◆ Work to do ◆
1 - In the bullet chronograph forum post below, which people are credited by name for a circuit, design, or idea?
2 - Could you carry the bullet chronograph forum post below forward from its last sentence?

====== Source passage

Chronograph for bullets

[wannabegeek]

Hi all...back in at my bench this weekend....

Got all my parts...I have a decent collection of 74LS and 74HC chips now...

Started with my 10 Mhz oscillator.
I have been having trouble getting above 20mV swing out of it....well, I knew that my scope wasn't really cut out for 10 Mhz, but the time base amplifier has a 0.1 us setting. After building an re-building three different 10 Mhz oscillators and reviewing the theory of oscillators, I put my function generator on the scope at it's highest freq 3 Mhz and wouldn't you know, a 10 V output looked like a 40mV output on the scope. I'llbe borrowing a scope at work this week.

I'm still unsure what the load cap should be for the crystal I have. There's no data sheet just a listing in a catalog and the cap says 'Series'....yeah..I'll try a few and see what happens in a Pierce configuration and 74HC inverter.

SR FF
Yay...this fun...I just set up the basic circuit that Steve gave me using the modified detector with rising and falling cap. Gonna test after I take a break.

Then I'm gonna work with Rleo's design.

CDRIVE 's detector idea
Soon I'll be able to test CDRIVE's idea about using a Al foil sandwhich as a detector. I hope that my .22 Cal air rifle pellet will accurately simulate the effect.\

This is a nice break from trouble shooting my computers....just switched from Ubuntu 10.10 to Mint 13 Xfce...wiped my SSD using my W7 desktop machine and broke the boot loader...and discovered a HD with a lot of 'bad sectors'....not as fun as electronics....

============
====== Data

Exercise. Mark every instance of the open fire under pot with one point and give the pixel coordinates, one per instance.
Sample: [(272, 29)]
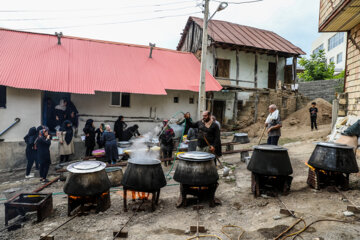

============

◆ Results of the tasks ◆
1 - Steve, Rleo, CDRIVE

2 -
cheers,
wbg

EDIT: Page with crystal...the catalog link has the minimal info in it.
http://www.jameco.com/webapp/wcs/stores/servlet/Product_10001_10001_14381_-1

 

[(*steve*)]

You should get a full (rail to rail) swing from your oscillator.

The reason may be that you have a problem with it, or that the bandwidth of your scop is really limited, or that you're using a x10 probe by accident (or a combination)

 

[Rleo6965]

You can test your probe by clipping it on scope provided test signal output called CAL. or Calibration.

 

[CDRIVE]

A 10MHz scope will be down -3db at 10MHz. This is also based on a sinusoidal wave. A digital wave will roll off far below 10MHz.

 

[(*steve*)]

So in summary, a 10MHz square wave signal on a 10MHz scope may look like a sine wave, and may have an apparent amplitude about 1/2 of the real signal.

So it might appear to be 2.5V

A x10 probe would make it appear to be 250mV, and a x100 probe, 25mV

 

[wannabegeek]

I'm glad you are all still watching this thread ! I couldn't do all this without you...

I've been careful to use my probe with with the switch on x1 and not x10 .
I recall being told in a class to always use the x10 switch and set the digital scope
accordingly, I thought this was for higher impedance...??

I think my bandwidth is just very small. I forgot the model number gonna go look at it in a minute. I have a recollection that that the model is a 2 MHz scope, even if the modular time scale amp has a .1 us setting...

Will bring the clock circuit to work and use 300 MHz scope there.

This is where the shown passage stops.